SELECTION:
════
C# Bindings v4.0.0¶
.NET bindings for Kreuzberg document extraction via P/Invoke to the native Rust library. All extraction, configuration, and plugin APIs are exposed through the static KreuzbergClient class.
For cross-language extraction concepts, see Extraction Basics. For configuration options, see Configuration Guide.
Installation¶
Requires .NET 10.0+ on Windows, macOS, or Linux.
For OCR support, install Tesseract separately:
Quick Start¶
Extract a File¶
using Kreuzberg;
var result = KreuzbergClient.ExtractFileSync("document.pdf", new ExtractionConfig());
Console.WriteLine(result.Content);
Console.WriteLine($"Tables: {result.Tables.Count}");
Console.WriteLine($"Metadata: {result.Metadata.FormatType}");
Async Extraction¶
using Kreuzberg;
var result = await KreuzbergClient.ExtractFileAsync("document.pdf");
Console.WriteLine(result.Content);
Console.WriteLine(result.MimeType);
Extract from Bytes¶
When you already have file contents in memory, pass the byte array with its MIME type:
using Kreuzberg;
var data = await File.ReadAllBytesAsync("document.pdf");
var result = KreuzbergClient.ExtractBytesSync(data, "application/pdf");
Console.WriteLine(result.Content);
Console.WriteLine(result.MimeType);
Batch Processing¶
Process multiple files in a single call with automatic parallelization:
using Kreuzberg;
var files = new[] { "doc1.pdf", "doc2.docx", "doc3.pptx" };
var results = KreuzbergClient.BatchExtractFilesSync(files, new ExtractionConfig());
foreach (var result in results)
{
Console.WriteLine($"Content length: {result.Content.Length}");
}
Configuration¶
Pass an ExtractionConfig to any extraction method. All fields are optional — defaults work for most cases.
════
[Stored data]
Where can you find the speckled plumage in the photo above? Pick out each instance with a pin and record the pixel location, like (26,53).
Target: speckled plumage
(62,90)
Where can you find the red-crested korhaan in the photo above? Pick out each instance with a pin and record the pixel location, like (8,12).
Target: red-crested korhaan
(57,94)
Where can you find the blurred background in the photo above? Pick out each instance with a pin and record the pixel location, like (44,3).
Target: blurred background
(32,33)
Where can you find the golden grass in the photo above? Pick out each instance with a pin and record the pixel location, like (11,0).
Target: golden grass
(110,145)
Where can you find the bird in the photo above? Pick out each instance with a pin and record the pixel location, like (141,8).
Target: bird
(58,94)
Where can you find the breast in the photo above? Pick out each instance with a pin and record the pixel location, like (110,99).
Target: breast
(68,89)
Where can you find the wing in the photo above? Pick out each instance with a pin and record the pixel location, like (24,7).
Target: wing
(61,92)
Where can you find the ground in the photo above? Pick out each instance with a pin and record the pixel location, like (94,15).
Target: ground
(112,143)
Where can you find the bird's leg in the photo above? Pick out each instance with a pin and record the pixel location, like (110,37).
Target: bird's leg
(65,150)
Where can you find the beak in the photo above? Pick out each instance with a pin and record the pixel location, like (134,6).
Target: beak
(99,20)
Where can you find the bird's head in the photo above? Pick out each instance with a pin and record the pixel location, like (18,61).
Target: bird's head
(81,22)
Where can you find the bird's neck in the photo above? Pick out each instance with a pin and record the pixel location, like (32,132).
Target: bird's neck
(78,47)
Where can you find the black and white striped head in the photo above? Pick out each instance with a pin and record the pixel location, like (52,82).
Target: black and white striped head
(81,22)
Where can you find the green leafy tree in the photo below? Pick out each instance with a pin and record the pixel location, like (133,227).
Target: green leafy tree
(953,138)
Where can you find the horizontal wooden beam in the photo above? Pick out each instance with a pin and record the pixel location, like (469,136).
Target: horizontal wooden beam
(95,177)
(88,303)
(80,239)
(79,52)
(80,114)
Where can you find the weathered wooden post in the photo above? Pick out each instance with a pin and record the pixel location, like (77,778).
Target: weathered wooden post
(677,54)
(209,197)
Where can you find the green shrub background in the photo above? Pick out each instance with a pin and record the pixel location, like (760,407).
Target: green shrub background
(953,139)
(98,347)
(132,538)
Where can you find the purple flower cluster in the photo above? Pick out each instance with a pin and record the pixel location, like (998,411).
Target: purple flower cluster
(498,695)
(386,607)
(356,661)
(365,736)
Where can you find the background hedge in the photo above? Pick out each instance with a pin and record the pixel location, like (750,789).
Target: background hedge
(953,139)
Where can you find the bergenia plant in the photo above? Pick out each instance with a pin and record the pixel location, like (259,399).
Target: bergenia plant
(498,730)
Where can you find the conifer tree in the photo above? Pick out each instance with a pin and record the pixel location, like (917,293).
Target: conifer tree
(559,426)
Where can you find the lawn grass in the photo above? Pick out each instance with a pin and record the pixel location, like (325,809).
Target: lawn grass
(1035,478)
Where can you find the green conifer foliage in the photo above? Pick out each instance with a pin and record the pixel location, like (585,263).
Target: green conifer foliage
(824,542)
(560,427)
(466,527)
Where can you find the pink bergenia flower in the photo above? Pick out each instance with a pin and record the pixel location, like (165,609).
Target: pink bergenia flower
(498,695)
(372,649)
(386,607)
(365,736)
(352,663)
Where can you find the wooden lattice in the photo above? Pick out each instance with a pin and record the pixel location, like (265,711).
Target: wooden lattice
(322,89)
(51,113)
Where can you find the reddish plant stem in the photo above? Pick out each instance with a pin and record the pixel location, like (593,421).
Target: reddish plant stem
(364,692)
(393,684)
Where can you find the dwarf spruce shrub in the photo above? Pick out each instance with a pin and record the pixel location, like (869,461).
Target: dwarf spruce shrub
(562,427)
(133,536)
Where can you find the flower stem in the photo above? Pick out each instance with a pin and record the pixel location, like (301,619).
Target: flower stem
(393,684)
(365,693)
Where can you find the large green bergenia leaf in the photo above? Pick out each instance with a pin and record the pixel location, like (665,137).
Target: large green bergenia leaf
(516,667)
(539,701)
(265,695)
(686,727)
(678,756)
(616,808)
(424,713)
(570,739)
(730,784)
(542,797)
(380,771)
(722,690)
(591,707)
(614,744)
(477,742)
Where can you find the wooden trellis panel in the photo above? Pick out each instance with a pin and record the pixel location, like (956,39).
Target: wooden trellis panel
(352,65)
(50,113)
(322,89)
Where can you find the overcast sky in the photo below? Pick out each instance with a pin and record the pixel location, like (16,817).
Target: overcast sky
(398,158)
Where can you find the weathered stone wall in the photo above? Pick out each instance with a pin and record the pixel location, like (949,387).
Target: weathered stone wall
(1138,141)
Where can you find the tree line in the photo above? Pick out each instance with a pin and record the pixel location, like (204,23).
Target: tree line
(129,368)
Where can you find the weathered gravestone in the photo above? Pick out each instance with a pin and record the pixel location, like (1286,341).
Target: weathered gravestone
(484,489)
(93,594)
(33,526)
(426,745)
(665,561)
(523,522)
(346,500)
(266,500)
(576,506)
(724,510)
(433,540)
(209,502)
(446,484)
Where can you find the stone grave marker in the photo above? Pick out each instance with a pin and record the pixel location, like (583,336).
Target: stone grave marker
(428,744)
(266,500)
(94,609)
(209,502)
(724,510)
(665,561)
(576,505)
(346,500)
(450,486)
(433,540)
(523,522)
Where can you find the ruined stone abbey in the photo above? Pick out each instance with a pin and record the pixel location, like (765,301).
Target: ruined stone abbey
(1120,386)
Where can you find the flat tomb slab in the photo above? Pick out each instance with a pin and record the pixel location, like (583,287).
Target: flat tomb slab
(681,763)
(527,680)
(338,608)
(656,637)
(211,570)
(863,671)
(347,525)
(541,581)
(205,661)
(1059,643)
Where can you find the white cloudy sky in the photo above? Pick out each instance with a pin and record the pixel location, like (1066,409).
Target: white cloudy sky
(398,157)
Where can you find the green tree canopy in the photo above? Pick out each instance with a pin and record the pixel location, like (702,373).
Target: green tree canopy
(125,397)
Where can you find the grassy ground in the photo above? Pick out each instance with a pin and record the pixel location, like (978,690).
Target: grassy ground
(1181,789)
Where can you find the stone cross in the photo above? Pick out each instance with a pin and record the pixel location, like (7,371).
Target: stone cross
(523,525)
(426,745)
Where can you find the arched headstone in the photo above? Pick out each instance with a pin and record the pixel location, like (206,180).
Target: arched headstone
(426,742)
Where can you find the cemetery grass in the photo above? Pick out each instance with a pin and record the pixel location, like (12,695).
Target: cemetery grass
════
EXERCISE TASKS:
a) What .NET version does the C# bindings page say is required?
b) Change "native Rust library" to "native core library" in the C# bindings page, starting at the words "C# Bindings v4.0.0¶" and stopping after "static KreuzbergClient class.".

TASK-BY-TASK ANSWERS:
a) .NET 10.0 or later.

b)
C# Bindings v4.0.0¶
.NET bindings for Kreuzberg document extraction via P/Invoke to the native core library. All extraction, configuration, and plugin APIs are exposed through the static KreuzbergClient class.